| AIM |
Could you copy the material below line for line, keeping every character as it stands?
===== SUPPLIED DATA
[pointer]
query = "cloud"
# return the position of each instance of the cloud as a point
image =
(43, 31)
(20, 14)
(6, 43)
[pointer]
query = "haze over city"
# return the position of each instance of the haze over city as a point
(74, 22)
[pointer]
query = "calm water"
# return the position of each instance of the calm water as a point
==========
| THE RESPONSE |
[pointer]
query = "cloud"
# return the position of each instance of the cloud as a point
image =
(43, 31)
(20, 14)
(6, 43)
[pointer]
query = "haze over city"
# return the position of each instance of the haze over city as a point
(74, 22)
[pointer]
query = "calm water"
# return the position of each instance of the calm water as a point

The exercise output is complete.